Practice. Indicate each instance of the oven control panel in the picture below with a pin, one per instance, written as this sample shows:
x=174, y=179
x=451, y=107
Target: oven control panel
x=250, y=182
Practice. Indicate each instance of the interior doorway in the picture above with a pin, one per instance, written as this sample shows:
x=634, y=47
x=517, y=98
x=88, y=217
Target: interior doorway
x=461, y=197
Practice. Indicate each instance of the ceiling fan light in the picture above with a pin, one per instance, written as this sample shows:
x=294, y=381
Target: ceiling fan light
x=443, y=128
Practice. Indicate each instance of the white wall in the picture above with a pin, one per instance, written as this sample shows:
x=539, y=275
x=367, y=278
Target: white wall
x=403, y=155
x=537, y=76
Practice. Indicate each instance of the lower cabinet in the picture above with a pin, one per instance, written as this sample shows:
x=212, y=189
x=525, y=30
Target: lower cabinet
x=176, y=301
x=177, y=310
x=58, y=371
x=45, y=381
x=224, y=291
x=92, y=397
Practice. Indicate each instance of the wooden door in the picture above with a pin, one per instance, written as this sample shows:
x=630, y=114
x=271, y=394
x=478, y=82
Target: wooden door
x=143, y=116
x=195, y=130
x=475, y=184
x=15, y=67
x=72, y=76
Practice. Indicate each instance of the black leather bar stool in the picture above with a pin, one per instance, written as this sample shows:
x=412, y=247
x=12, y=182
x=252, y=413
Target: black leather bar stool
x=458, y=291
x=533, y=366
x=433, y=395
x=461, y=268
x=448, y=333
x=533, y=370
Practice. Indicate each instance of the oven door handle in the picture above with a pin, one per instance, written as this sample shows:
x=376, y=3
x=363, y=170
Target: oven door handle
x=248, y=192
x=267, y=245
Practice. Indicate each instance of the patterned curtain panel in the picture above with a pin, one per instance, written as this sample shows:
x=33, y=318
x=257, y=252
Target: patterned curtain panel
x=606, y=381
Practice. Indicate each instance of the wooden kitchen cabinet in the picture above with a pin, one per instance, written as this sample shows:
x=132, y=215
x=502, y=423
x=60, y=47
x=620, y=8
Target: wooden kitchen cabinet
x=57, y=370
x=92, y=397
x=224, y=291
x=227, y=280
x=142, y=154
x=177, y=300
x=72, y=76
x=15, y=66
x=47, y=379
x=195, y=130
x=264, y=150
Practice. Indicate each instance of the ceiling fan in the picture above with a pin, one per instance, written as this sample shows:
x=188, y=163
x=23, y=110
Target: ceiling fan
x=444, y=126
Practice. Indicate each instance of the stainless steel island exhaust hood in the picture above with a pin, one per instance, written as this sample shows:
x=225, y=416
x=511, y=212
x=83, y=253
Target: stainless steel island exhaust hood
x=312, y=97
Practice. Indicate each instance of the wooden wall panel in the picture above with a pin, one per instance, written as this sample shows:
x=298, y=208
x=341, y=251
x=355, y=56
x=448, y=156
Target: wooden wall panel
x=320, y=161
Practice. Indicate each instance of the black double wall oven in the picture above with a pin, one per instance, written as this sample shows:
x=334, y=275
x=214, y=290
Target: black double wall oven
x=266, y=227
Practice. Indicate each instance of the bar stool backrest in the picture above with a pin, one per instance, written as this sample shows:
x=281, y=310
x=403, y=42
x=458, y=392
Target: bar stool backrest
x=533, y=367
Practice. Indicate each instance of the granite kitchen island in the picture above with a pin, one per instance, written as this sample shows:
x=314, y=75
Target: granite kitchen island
....
SHORT EXERCISE -
Rewrite the part of the listing starting with the line that contains "Practice. Indicate each instance of the wooden kitchen" and ending with the line that contains "x=533, y=367", both included, as a Markdown table with the columns No. and Entry, one numbered row per line and blank lines left out.

WRITTEN ANSWER -
| No. | Entry |
|---|---|
| 1 | Practice. Indicate each instance of the wooden kitchen cabinet in the picture above with a pin, one per instance, written as this sample shows: |
| 2 | x=132, y=215 |
| 3 | x=502, y=423 |
| 4 | x=60, y=47 |
| 5 | x=620, y=8 |
| 6 | Target: wooden kitchen cabinet |
| 7 | x=57, y=370 |
| 8 | x=92, y=397 |
| 9 | x=224, y=291 |
| 10 | x=227, y=280 |
| 11 | x=142, y=154 |
| 12 | x=177, y=300 |
| 13 | x=72, y=76 |
| 14 | x=15, y=66 |
| 15 | x=47, y=379 |
| 16 | x=195, y=130 |
| 17 | x=264, y=150 |
| 18 | Practice. Indicate each instance of the ceiling fan in the picture above with a pin, one per instance, written as this sample shows: |
| 19 | x=188, y=163 |
| 20 | x=23, y=110 |
| 21 | Target: ceiling fan |
| 22 | x=444, y=126 |
| 23 | Practice. Indicate each instance of the stainless steel island exhaust hood in the picture above with a pin, one per instance, written as this sample shows: |
| 24 | x=225, y=416 |
| 25 | x=511, y=212 |
| 26 | x=83, y=253 |
| 27 | Target: stainless steel island exhaust hood |
| 28 | x=312, y=97 |
| 29 | Practice. Indicate each instance of the wooden wall panel in the picture above with a pin, one per instance, written as this sample shows: |
| 30 | x=298, y=208 |
| 31 | x=341, y=251 |
| 32 | x=355, y=56 |
| 33 | x=448, y=156 |
| 34 | Target: wooden wall panel |
| 35 | x=320, y=161 |
| 36 | Practice. Indicate each instance of the black double wall oven in the picture above with a pin, one per instance, written as this sample shows: |
| 37 | x=334, y=275 |
| 38 | x=214, y=290 |
| 39 | Target: black double wall oven |
| 40 | x=266, y=227 |
| 41 | Practice. Indicate each instance of the bar stool backrest in the picture above with a pin, one per instance, written as this sample shows: |
| 42 | x=281, y=310 |
| 43 | x=403, y=42 |
| 44 | x=458, y=392 |
| 45 | Target: bar stool backrest |
| 46 | x=533, y=367 |